List of tasks:
**a)** In the post on calling C++ from Ruby, what change to create_project lets the code compile and work?
**b)** Resume the post on calling C++ from Ruby, picking up right after its final sentence.

Reading passage:
☆ ☆ ☆ ☆
Calling c++ from Ruby

Hi,

I wrote this question on the newsgroup yesterday, but I didn’t see it
actually get posted. Here it goes again. I’m trying to call a c++
function from Ruby and I’m getting some errors compiling the c++
part.

Here is my code:
#include “ruby.h”
#include
#include <stdarg.h>
VALUE MyTest = Qnil;
extern “C” VALUE create_project(char *c, …)
{
va_list args;
va_start(args, c);
}
extern “C” void Init_mytest()
{
MyTest = rb_define_module(“MyTest”);
rb_define_method(MyTest, “create_project”, &create_project,
1);
}

And here is the error:
MyTest.cpp: In function ‘void Init_mytest()’:
MyTest.cpp:16: error: invalid conversion from ‘VALUE ()(char, …)’
to ‘VALUE ()(…)’
MyTest.cpp:16: error: initializing argument 3 of ‘void
rb_define_method(VALUE, const char
, VALUE (*)(…), int)’

If I don’t put “char *c” in the arguments of create_project, it
compiles and works just fine. But if I don’t have it, how can I get
the arguments?
☆ ☆ ☆ ☆
Dataset rows:

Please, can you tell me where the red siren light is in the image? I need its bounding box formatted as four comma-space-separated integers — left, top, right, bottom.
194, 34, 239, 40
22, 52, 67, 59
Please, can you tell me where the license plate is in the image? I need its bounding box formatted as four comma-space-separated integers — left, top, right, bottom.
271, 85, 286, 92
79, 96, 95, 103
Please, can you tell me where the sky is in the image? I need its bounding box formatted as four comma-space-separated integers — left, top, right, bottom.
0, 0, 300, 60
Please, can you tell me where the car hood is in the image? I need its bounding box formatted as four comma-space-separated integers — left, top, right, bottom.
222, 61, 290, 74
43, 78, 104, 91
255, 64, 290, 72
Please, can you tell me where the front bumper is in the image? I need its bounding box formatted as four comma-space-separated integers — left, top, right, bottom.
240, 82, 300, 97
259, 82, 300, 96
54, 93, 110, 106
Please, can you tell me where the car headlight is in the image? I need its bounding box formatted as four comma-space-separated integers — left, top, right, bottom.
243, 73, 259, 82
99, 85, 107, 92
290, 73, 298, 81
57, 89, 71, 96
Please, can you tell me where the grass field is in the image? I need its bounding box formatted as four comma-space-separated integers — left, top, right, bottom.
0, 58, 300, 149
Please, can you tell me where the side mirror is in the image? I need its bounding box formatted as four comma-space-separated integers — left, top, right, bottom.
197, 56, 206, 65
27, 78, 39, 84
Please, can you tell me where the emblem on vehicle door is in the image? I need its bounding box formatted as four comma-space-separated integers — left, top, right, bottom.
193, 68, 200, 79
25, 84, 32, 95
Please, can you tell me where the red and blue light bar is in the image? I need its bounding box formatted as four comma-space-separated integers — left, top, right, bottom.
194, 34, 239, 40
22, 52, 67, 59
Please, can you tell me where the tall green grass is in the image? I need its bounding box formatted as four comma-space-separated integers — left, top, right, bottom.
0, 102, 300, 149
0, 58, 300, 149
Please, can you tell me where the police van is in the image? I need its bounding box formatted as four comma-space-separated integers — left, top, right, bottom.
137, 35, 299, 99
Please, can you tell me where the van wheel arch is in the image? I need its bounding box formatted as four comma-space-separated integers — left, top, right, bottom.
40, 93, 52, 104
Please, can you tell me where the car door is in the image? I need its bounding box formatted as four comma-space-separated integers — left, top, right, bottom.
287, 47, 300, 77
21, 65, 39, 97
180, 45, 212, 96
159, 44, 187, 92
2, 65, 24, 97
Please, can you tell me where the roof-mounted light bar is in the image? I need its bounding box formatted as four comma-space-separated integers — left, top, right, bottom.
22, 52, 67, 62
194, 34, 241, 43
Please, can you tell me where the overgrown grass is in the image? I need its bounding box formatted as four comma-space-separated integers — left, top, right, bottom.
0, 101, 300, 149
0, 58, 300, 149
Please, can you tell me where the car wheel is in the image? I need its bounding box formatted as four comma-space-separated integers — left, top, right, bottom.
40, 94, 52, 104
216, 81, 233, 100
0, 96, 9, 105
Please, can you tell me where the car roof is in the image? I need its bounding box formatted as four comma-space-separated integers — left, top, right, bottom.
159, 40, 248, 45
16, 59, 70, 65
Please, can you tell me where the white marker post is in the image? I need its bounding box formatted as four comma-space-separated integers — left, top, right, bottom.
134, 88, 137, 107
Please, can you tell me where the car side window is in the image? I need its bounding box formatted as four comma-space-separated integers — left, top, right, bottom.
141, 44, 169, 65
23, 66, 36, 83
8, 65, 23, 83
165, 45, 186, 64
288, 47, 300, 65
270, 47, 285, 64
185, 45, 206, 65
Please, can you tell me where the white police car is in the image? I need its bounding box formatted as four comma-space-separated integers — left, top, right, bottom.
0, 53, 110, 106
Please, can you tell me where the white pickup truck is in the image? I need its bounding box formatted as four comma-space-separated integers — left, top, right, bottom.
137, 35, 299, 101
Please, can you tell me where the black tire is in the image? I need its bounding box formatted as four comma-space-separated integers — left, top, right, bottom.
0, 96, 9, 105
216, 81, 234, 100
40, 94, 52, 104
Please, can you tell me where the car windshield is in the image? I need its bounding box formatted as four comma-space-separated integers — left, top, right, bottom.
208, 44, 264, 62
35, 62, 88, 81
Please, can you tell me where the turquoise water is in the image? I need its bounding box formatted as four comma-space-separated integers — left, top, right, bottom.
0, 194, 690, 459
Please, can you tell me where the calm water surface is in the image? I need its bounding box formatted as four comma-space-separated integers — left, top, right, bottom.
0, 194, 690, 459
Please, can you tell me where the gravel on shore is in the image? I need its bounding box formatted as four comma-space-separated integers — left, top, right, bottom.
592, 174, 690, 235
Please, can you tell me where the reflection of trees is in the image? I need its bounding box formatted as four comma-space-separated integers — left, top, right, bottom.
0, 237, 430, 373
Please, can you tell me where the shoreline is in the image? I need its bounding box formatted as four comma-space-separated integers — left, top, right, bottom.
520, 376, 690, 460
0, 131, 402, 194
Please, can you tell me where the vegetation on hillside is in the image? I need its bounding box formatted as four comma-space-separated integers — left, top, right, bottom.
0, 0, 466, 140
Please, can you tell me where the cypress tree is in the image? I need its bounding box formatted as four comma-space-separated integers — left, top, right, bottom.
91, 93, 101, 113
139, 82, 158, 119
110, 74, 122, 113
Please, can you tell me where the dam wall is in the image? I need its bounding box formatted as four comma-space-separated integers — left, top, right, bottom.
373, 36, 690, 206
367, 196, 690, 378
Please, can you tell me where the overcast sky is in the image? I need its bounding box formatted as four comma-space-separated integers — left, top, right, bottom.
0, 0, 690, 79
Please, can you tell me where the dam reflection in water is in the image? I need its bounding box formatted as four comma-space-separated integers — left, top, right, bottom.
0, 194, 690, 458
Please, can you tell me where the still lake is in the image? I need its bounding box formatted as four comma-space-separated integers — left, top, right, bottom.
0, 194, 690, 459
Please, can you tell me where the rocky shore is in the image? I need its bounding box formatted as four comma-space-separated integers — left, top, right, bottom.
☆ ☆ ☆ ☆
Outputs in order:
**a)** Leaving "char *c" out of the arguments of create_project.

**b)**
I realize this is more of a c++ question, but if anyone has any
simple, fully working example of calling c++ code from Ruby, I would
like to see it.

Thanks,
Tiberiu

Dear Tiberiu,

I am not quite sure about your question, but I’d like to suggest this
link for Ruby/C++
integration:

http://rice.rubyforge.org/

There is also a gem based on Rice that promises to wrap whole C++
libraries in Ruby,

http://rubyforge.org/projects/rbplusplus .

Best regards,

Axel

On Thursday 10 July 2008, Mr_Tibs wrote:

#include <stdarg.h>
1);
compiles and works just fine. But if I don’t have it, how can I get
the arguments?
I realize this is more of a c++ question, but if anyone has any
simple, fully working example of calling c++ code from Ruby, I would
like to see it.

Thanks,
Tiberiu

I don’t know whether it has to do with the error you’re getting, but I
think
your create_project method is conceptually wrong, because if it should
be
called from ruby, all arguments will be passed to it as VALUE s, not as
char
or int or any other C type (this is because all ruby objects, on the C
side
are of type VALUE).

Also, if you want to create a method which can be called with any number
of
arguments from the ruby side, I think you should define it this way:

VALUE create_project(int argc, VALUE * argv, VALUE self)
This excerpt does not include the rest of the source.